▸ **TASK**: Convert each line of the data below into a row of a Markdown table with the columns Number and Entry, giving each line its row number and skipping blank lines.

▸ **PROVIDED DATA**:

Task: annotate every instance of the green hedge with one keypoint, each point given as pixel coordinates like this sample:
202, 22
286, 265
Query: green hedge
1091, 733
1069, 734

▸ **EXERCISE ANSWER**:
| Number | Entry |
|---|---|
| 1 | Task: annotate every instance of the green hedge with one keypoint, each point given as pixel coordinates like this sample: |
| 2 | 202, 22 |
| 3 | 286, 265 |
| 4 | Query: green hedge |
| 5 | 1091, 733 |
| 6 | 1069, 734 |